• SOURCE DOCUMENT:
Start of Block
Sweden’s Environmental Protection Agency (EPA) recently released a report on the environmental impact of food waste, or matavfall, as it’s called there. Among the report’s topics are food waste definitions, statistics (by industry), and explanations of what’s being done to combat the issue.
The report, titled Food waste volumes in Sweden, analyzes volumes of food waste across six key sectors: agriculture and fishing, the food industry, supermarkets, restaurants, catering facilities, and households.
Households ranked as the most wasteful of these sectors, generating roughly 771,000 tonnes of food waste in 2012. 35 percent of waste was deemed unnecessary, meaning it would have been edible if it had been handled differently (i.e. properly stored, used before its expiration date, etc.).
Taking action on food waste
Spurred by the European Union’s waste management planning, Sweden decided to adopt stronger regulations in preventing and reducing organic waste. These efforts correlate with a number of the 16 objectives put forth by the Swedish Parliament and Swedish EPA.
To treat food waste in Sweden, the Swedish EPA uses 4 methods: material recycling, biological treatment, energy recovery, and landfill. For organic waste (e.g., food waste), biological treatment uses an anaerobic digestion or composting system to convert the waste into fertile soil. Alternatively, the energy recovery process takes the waste that cannot be recycled or made into soil and creates energy from it, using heat and electricity.
As of May 2011, 154 of the 290 Swedish municipalities responsible for collecting waste have developed a system for the collection of food waste with motives to use it for energy or biological treatment. Imagine if 55 percent of all municipalities in the United States had such a vision; there would be an increase in biofuel production and healthy soil.
Swedish Waste Management, Avfall Sverige, notes that in 2012, Sweden converted 673,180 tonnes of waste into soil. The report indicates that as of 2012, 15.3 percent of all waste generated by households is biologically treated. Instead of producing traditional fertilizer, which requires finite resources, the waste is turned into digestate, a type of fertilizer requiring no fossil fuels for its creation.
End of Block
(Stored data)
Start of Block
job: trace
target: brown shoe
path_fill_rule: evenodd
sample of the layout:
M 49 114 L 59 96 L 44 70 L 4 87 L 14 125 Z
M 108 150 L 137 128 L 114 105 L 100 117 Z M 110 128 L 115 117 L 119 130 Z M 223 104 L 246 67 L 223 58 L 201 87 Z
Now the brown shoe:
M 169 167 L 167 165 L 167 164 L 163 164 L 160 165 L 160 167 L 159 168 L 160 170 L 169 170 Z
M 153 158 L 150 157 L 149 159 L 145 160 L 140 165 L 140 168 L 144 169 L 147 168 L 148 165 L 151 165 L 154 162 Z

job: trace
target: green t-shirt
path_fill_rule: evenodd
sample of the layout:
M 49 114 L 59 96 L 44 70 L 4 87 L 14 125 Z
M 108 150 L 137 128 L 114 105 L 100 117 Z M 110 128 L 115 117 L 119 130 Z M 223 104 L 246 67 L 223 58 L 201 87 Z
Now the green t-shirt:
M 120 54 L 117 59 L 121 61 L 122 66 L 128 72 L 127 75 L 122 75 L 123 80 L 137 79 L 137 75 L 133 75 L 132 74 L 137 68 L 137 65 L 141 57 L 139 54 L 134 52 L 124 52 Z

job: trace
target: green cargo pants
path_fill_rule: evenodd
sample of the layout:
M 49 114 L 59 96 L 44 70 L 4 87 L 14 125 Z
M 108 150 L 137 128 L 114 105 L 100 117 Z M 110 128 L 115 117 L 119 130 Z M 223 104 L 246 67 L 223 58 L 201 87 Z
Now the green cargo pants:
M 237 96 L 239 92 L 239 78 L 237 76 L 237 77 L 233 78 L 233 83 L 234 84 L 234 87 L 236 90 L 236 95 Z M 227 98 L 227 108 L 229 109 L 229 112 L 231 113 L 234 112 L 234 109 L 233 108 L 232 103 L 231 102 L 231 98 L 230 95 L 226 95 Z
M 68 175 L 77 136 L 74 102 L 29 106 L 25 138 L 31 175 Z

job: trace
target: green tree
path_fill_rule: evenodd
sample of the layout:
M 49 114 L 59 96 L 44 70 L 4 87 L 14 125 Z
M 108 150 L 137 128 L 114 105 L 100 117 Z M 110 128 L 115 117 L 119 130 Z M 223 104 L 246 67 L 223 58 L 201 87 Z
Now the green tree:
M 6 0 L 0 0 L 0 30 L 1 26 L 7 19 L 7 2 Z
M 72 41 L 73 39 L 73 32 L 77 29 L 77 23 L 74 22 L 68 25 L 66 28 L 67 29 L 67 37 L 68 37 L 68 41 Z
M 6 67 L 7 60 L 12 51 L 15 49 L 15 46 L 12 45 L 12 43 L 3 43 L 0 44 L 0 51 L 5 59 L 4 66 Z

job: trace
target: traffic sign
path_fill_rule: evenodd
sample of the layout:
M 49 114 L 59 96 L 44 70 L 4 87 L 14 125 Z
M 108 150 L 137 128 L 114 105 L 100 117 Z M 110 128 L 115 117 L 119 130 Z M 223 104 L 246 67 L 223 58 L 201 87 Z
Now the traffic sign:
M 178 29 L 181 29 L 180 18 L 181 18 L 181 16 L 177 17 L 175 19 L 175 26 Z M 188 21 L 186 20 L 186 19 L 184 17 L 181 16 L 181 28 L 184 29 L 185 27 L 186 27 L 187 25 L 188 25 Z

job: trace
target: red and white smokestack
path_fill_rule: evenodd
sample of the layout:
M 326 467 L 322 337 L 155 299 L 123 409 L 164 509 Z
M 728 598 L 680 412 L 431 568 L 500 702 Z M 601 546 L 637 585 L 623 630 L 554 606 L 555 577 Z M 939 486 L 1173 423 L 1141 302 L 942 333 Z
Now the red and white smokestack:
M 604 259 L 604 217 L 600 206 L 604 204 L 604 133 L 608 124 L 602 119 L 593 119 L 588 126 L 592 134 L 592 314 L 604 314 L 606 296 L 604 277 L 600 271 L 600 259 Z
End of Block
Answer these from the text on Swedish food waste:
1. How much food waste did Swedish households generate in 2012?
2. Which four methods does the Swedish EPA use to treat food waste?
3. According to Avfall Sverige, how many tonnes of waste did Sweden convert into soil in 2012?

• SOLUTION:
1. Roughly 771,000 tonnes.
2. Material recycling, biological treatment, energy recovery, and landfill.
3. 673,180 tonnes.